**Provided passage:**

There's usually a main temple that is a little bigger and more decorated than the others. Those stone steps lead to the main one in the Beomeosa complex. Smaller temples surround it and each has its own theme, such as fertility (which is the only example I can remember). Lots of young couples come to places like these when they are about to get married.

Fresh stream water runs into this carved rock that you can drink out of. The water is very cool and refreshing. The blue cups you can see are communal cups that you find at every such place. Everyone uses them without qualms about germs, something you wouldn't find in many western countries. I use them too, and I try to not think about how easily a single person with Herpes Simplex might infect dozens of people.

Korean Buddhism is a little more shamanistic than the philosophical kind I tend to hold in higher regard. The atmosphere in these places is very tranquil, and even though there are sounds from outside it tends to somehow dampen when you are inside. There are usually candles lit and incense burning.

During the big APEC summit a while ago, temples started offering 'temple-stay' programs where members of the general public can pay a small fee and live like a monk for a weekend or longer. You wake up when the monks wake up, help clean the temple and eat temple food. They also teach you how to meditate and live like they do. The program was so popular that it's still going now. It sounds like a really good idea so I might try it sometime.

This is a pine tree that looked nice so I took a photo of it.

Winter is coming and it's getting cold these days. Back in Australia, it never really dropped below 14 centigrade or so during the daytime. This year they're expecting snow down here. The trees have nice colours on them too, from deep reds to bright yellows.

On Sunday we decided to watch a movie at the Lotte department store. Unfortuneately it seemed that the whole of Korea had the same idea. It was really crowded but not so hard to get a ticket. We watched Guardian, with Kevin Costner in it. It was okay. I'm glad they don't dub the movies here, all the English ones are subtitled in Korean.

And here's what our legs look like when we go to the cinema. Those lights are a little more impressive in real life, just try to imagine them changing colour.

In convenience stores around Korea they always provide you with an instant noodle dining area. There's always a small benchtop, hot water service and a bin with a strainer in it so that you can just buy the noodles and eat them in the shop. I've done it once or twice and it's pretty cool. Here are some kids from the hood showing the blog viewers how it's done.

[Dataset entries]
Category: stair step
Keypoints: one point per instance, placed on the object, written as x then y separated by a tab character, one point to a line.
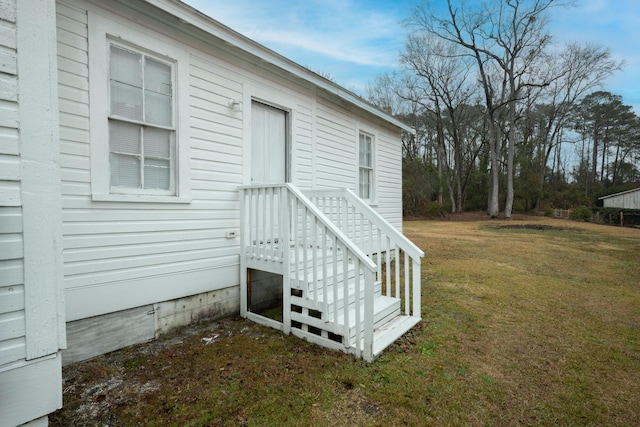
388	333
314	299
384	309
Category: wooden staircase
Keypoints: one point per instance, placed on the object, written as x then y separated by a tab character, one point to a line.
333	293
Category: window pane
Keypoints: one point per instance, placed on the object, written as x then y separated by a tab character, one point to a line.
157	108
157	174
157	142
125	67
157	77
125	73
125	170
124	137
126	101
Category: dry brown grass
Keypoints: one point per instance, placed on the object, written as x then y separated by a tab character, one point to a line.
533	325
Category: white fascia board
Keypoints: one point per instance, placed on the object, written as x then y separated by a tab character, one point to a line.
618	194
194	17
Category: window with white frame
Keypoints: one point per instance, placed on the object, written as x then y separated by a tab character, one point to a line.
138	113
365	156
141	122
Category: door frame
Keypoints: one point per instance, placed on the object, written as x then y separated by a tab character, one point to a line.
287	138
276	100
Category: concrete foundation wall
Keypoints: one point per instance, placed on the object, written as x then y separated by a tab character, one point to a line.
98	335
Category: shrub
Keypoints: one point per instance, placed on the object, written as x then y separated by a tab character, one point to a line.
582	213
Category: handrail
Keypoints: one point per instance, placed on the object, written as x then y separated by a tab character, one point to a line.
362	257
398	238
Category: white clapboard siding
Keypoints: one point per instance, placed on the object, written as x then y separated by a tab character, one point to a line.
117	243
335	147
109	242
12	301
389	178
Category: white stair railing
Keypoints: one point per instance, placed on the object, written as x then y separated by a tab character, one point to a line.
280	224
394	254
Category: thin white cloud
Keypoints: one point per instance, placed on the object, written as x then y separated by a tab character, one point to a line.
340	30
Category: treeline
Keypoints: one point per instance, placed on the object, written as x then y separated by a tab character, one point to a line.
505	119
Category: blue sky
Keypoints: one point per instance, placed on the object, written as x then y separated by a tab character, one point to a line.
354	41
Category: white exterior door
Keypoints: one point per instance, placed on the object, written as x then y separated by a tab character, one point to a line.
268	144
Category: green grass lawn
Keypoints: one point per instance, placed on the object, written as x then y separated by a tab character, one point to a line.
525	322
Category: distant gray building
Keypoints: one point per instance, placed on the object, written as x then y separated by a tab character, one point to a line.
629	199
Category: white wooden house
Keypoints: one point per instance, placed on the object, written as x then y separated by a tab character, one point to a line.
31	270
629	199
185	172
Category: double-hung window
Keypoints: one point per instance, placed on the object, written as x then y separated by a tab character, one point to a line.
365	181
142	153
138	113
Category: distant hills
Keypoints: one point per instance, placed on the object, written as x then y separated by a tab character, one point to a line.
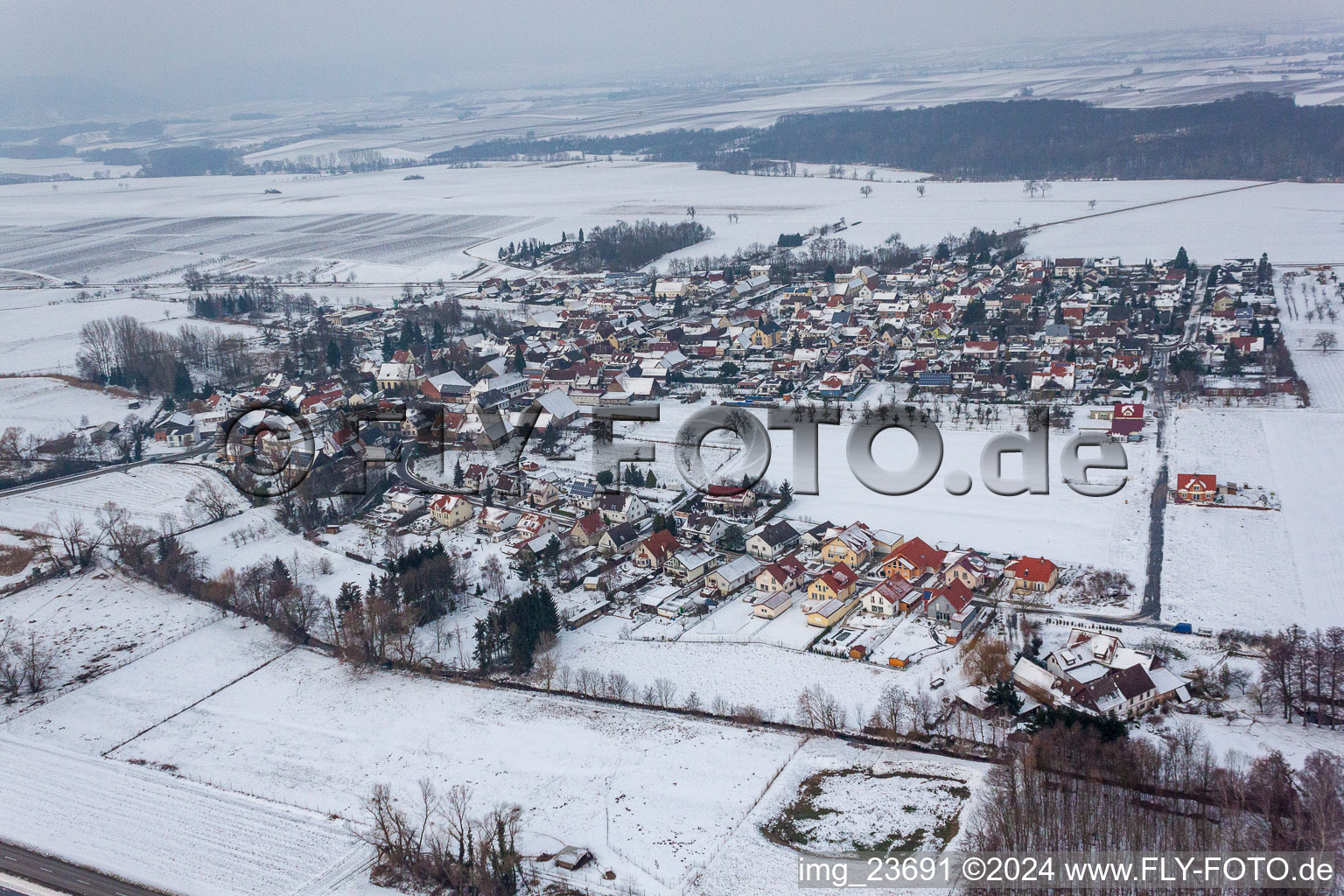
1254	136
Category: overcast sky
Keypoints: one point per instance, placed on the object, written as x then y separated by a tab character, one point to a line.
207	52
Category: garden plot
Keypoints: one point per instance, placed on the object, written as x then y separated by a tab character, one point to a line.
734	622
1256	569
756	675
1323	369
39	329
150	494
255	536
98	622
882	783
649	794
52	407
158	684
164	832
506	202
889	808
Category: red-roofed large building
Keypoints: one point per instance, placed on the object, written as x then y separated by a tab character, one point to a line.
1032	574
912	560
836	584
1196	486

--

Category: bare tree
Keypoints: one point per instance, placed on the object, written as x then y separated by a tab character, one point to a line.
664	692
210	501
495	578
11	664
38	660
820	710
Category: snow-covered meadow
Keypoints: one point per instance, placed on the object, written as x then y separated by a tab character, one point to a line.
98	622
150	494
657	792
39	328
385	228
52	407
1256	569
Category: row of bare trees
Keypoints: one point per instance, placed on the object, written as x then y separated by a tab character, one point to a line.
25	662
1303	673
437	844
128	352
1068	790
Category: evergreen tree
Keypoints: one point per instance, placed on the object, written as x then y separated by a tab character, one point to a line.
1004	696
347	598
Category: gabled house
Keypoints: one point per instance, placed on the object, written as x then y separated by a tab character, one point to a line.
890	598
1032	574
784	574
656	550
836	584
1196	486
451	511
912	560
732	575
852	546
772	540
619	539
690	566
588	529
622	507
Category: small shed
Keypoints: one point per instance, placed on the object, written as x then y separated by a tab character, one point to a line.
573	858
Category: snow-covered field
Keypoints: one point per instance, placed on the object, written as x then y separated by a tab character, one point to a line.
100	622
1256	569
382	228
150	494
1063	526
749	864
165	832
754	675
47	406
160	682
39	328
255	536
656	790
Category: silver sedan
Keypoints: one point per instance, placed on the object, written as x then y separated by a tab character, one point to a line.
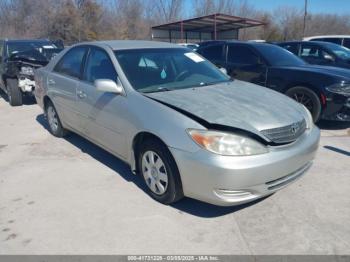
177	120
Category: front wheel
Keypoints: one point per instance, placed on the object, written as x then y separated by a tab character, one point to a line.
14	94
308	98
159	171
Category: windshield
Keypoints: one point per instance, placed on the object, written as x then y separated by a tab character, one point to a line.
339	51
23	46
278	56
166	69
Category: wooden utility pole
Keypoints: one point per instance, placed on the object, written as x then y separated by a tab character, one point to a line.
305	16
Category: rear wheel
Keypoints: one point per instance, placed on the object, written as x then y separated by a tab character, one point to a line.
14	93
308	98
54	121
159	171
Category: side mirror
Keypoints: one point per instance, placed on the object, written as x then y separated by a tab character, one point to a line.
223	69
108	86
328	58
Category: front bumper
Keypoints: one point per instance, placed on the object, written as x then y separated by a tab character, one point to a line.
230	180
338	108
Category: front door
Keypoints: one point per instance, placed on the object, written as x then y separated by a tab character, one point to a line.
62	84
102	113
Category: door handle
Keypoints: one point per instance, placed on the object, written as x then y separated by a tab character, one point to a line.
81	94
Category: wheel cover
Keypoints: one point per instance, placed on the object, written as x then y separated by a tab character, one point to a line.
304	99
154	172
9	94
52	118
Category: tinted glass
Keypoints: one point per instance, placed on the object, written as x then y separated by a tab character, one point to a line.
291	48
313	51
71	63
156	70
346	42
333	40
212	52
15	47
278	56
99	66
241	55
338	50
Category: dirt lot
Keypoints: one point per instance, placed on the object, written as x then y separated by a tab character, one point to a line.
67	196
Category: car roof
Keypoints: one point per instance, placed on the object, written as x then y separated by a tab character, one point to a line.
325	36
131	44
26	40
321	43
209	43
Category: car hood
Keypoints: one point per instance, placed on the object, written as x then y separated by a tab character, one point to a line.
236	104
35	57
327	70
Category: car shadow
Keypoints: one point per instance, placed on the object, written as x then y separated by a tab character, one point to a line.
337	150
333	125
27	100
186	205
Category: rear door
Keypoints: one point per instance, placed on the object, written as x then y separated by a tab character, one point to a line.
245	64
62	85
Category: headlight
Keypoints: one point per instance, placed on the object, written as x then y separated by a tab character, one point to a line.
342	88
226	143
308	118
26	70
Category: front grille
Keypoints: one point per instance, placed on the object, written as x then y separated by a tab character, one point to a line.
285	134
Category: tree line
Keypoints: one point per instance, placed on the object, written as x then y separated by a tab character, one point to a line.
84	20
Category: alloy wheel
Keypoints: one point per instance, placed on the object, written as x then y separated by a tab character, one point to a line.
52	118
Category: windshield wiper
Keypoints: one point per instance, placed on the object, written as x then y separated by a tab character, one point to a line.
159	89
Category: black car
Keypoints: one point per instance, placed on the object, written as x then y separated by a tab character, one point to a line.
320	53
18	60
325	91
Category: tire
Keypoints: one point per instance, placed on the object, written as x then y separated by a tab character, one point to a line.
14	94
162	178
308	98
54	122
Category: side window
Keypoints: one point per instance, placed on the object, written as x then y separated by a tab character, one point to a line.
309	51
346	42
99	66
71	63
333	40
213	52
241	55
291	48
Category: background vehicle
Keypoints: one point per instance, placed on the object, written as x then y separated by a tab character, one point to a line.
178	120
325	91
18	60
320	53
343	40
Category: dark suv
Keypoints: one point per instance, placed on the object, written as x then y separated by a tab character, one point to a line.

...

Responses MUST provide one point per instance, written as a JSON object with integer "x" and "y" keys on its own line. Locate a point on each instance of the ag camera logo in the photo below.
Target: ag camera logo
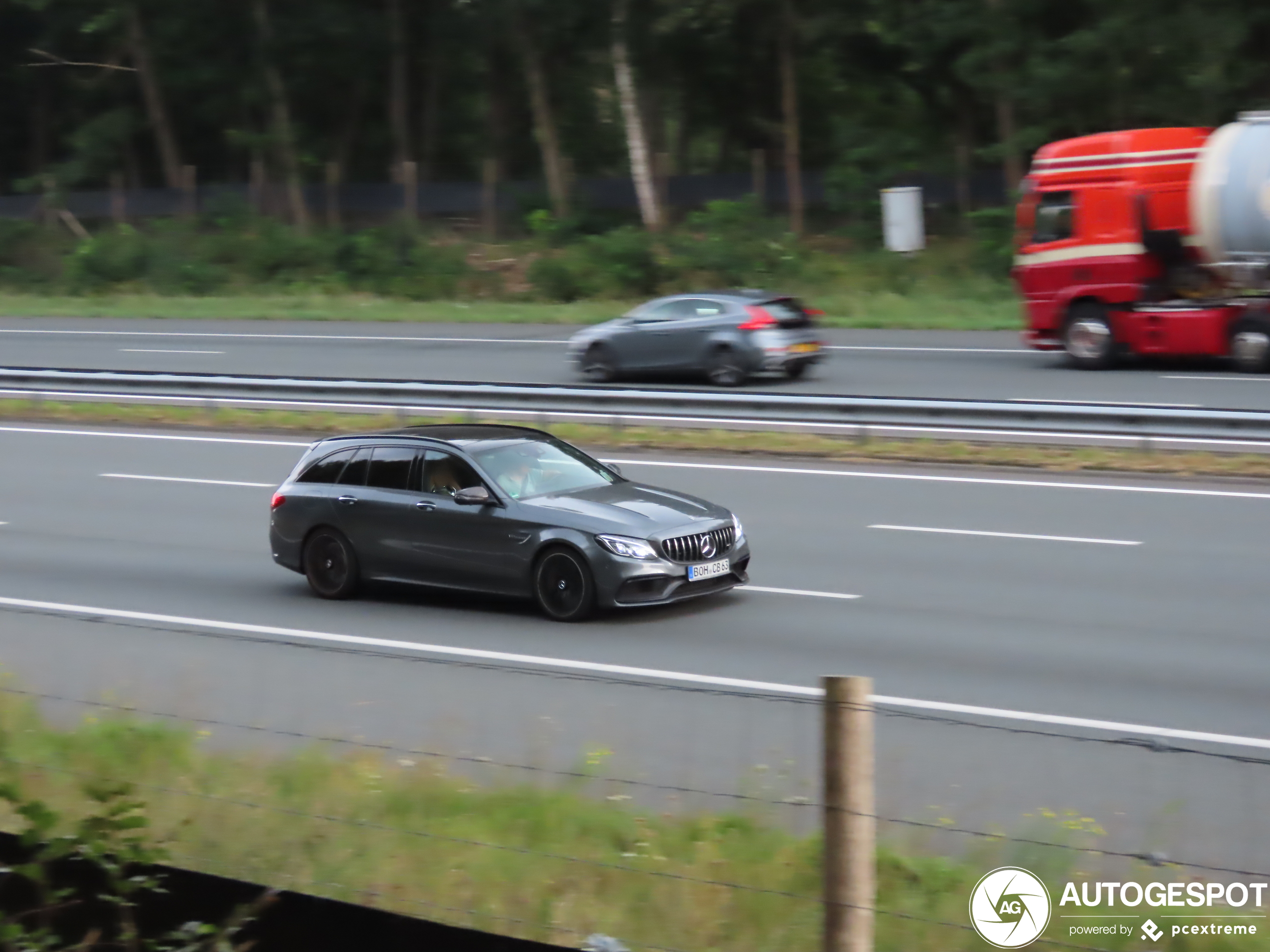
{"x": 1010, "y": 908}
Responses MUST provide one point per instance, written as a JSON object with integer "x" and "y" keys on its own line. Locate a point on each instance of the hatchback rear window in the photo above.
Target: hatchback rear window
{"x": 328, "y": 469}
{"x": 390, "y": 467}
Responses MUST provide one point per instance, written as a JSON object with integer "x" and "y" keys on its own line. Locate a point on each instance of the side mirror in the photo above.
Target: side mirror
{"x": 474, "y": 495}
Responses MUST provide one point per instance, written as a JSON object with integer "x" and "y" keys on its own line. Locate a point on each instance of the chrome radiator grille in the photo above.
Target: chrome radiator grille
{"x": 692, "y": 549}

**Required action A:** In the post about life in Korea, what three things do convenience stores always set up for people eating instant noodles in the shop?
**Required action B:** Go on with the post about life in Korea from its last sentence.
The listing has no role here.

**Written reply A:** A small benchtop, a hot water service, and a bin with a strainer in it.

**Written reply B:**
I thought it timely to show you a picture of what's in my fridge. In the bottom left there is some Homeplus kimchi. In the door there is some Australian Beqa cheese that you can buy pretty easily here and also a carton of thickened cream. Cream in Korea is hard to find, because they're not too big on dairy products. I bought it because I wanted to make spaghetti carbonara for my friend, which turned out well. On the left of the fridge is my bag of short grain rice and on top of the fridge is my new rice cooker called Liam. I named him that because the brand is Li-hom, which kinda sounds the same.

I've started cooking at home more because the eateries nearby get a little tired sometimes. Usually I cook Italian food, because it's refreshingly different from Korean cuisine. Korean food is good, but it doesn't vary a great deal. As someone else so eloquently put it: "Variety is the red pepper paste of life." You'll understand it after you live here a while.

Here's a shot out of the window of the local PC bang. Electrical poles in Korea are often an interesting concoction of wires and dangly bits. I've seen setups more intricate than this one.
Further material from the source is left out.